Genealogical and Historical Research Service in Ireland


dividing line - MC Research website


      The names of townlands have various origins but by the early nineteenth century had, in general, been fixed by the Grand Juries. In addition the Poor Law Commissioners under Act of 1839 had power to declare any place to be a townland. When the Ordnance Survey began in the 1820s the names of townlands were to be supplied by Richard Griffith of the boundary department (set up in 1824-5 to determine the boundaries of parishes and townlands and where necessary to mark out these boundaries on the ground). Griffith during his work amalgamated a number of the smaller townlands while dividing the larger ones. In the case of the latter he added  'east', 'west', 'upper'. 'lower' etc. to the existing name. The names of these townlands as finally settled by the Ordnance Survey officers were included on ordnance survey maps and became together with the townland index of the 1851 census the legal version of the names of these places.

        Non-municipal towns are towns designated in the census of population not being a city or town (i.e. not having a legally defined boundary). The last census of 2002 distinguished between towns with legally defined boundaries and those without legally defined boundaries. The former are
5 cities,
5 boroughs (this would include Drogheda in County Louth) and
75 named towns (this would include Dundalk and Ardee in County Louth).

Location identification entries:
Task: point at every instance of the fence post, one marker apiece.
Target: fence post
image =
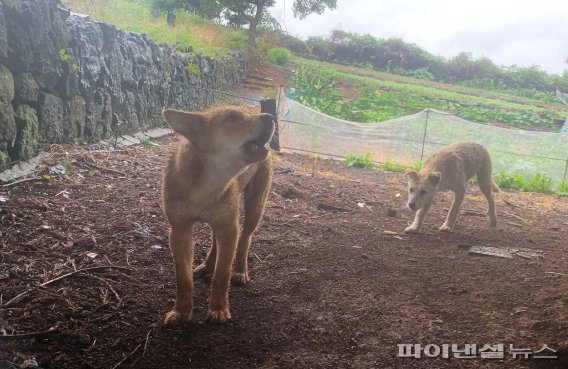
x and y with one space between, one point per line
424 135
269 106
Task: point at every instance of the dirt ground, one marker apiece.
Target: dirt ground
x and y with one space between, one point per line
335 284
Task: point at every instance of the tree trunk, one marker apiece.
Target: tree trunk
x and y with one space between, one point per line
254 23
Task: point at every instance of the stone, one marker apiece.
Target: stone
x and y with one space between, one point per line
5 161
50 114
26 145
3 36
26 88
6 84
7 125
76 113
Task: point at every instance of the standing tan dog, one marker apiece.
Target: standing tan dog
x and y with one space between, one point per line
220 155
449 169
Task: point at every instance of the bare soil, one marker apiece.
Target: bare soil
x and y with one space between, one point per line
334 287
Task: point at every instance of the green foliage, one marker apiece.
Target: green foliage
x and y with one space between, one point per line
192 68
381 100
537 183
361 161
416 166
63 56
148 142
279 55
392 166
396 56
562 187
192 31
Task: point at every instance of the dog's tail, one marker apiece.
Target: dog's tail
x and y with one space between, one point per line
494 186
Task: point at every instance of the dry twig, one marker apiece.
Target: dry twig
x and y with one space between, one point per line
10 337
25 293
127 357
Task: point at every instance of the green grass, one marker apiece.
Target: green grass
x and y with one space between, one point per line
538 183
191 31
366 161
360 161
460 89
279 55
377 96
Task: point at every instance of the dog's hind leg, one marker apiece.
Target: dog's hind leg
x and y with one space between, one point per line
255 198
486 185
226 233
181 244
416 225
453 214
208 266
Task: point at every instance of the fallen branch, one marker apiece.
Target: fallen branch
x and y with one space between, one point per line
22 181
473 213
516 217
515 224
146 343
93 166
127 357
510 204
25 293
12 337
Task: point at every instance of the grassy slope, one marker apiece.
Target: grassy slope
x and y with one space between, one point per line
202 35
469 103
404 80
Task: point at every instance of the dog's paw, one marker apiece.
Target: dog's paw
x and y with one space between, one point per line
218 316
202 271
411 229
175 317
240 278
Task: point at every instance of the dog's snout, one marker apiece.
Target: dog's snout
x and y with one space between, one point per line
266 118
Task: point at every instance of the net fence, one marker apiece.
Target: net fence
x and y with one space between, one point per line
412 138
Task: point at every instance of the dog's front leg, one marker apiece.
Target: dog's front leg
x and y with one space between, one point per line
416 225
181 244
454 212
227 236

• _YOUR GOAL_: Carry on the passage about Irish townlands and census towns, picking up right after its last sentence.

• _TASK RESPONSE_:
and the latter refers to the other towns defined in the census as 'a cluster of fifty or more occupied dwellings, not having a legally defined boundary, in which within a distance of 800 metres there is a nucleus of either thirty occupied houses on both sides of the road or twenty occupied houses on one side of the road.' In County Louth these latter non municipal towns are:

Ardee Environs;
Drogheda environs;
Dundalk environs;

        Under S.190 of the Local Government Act, 2001 the Council of a city or county where townland or non-municipal town situated may by resolution, adopted by at least one-half of the members, make a proposal to change the name.
        This proposal, after been notified to prescribed persons and published inviting submissions within two months and after the submissions have been considered (reserved function), may be adopted or amended by the Council provided at least one-half of the members again consent.
        Where a proposal is accepted or amended the Council must then seek the consent of the majority of the qualified electors (i.e. registered voters and certain occupiers of rated hereditaments) in the non-municipal town or townland.  Once the proposal is confirmed by a majority of the electors the Cathaoirleach (Chairman) of the Council shall declare such new name and the date it comes into operation being the 1st January next following the expiration of at least three months from the date of the declaration. Each declaration must be published, including in Iris Oifigiuil, and sent to prescribed persons.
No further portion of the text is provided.